*Written request*.
Please output, word for word, everything in the rows below from the line containing "Note: in this practice we tag every instance of the person" down to the last row, including both ends.

Recorded data:
•••

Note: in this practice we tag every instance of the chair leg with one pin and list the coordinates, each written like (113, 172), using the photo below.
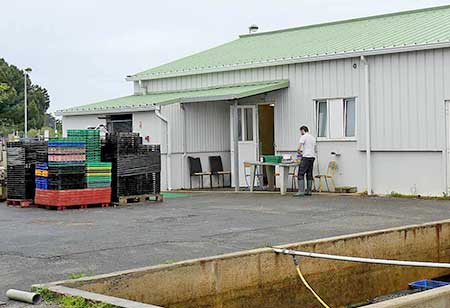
(334, 184)
(328, 187)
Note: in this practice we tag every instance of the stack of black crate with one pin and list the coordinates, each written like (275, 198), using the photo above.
(136, 168)
(21, 162)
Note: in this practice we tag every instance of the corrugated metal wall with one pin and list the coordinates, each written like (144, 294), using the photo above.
(294, 106)
(208, 127)
(407, 93)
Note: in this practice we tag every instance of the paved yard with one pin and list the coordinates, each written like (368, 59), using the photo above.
(39, 246)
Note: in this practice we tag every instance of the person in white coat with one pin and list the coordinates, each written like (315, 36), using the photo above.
(306, 149)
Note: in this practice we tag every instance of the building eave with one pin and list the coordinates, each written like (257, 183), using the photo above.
(100, 111)
(294, 60)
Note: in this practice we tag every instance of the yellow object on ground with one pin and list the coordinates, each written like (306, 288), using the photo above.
(321, 301)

•••

*Solved problem*.
Note: in this practice we tag every instance of the person in white coat with one pin and list the coordinates, each written like (315, 36), using the photo above.
(306, 149)
Note: in this practice we tag every instance of the building eave with one pin and list the coordinates, each written like (257, 183), using the photo above.
(100, 111)
(294, 60)
Note: in this practice we tag every instance of the yellow object on ground with one pin and list the coordinates, each written like (306, 288), using the photo above.
(321, 301)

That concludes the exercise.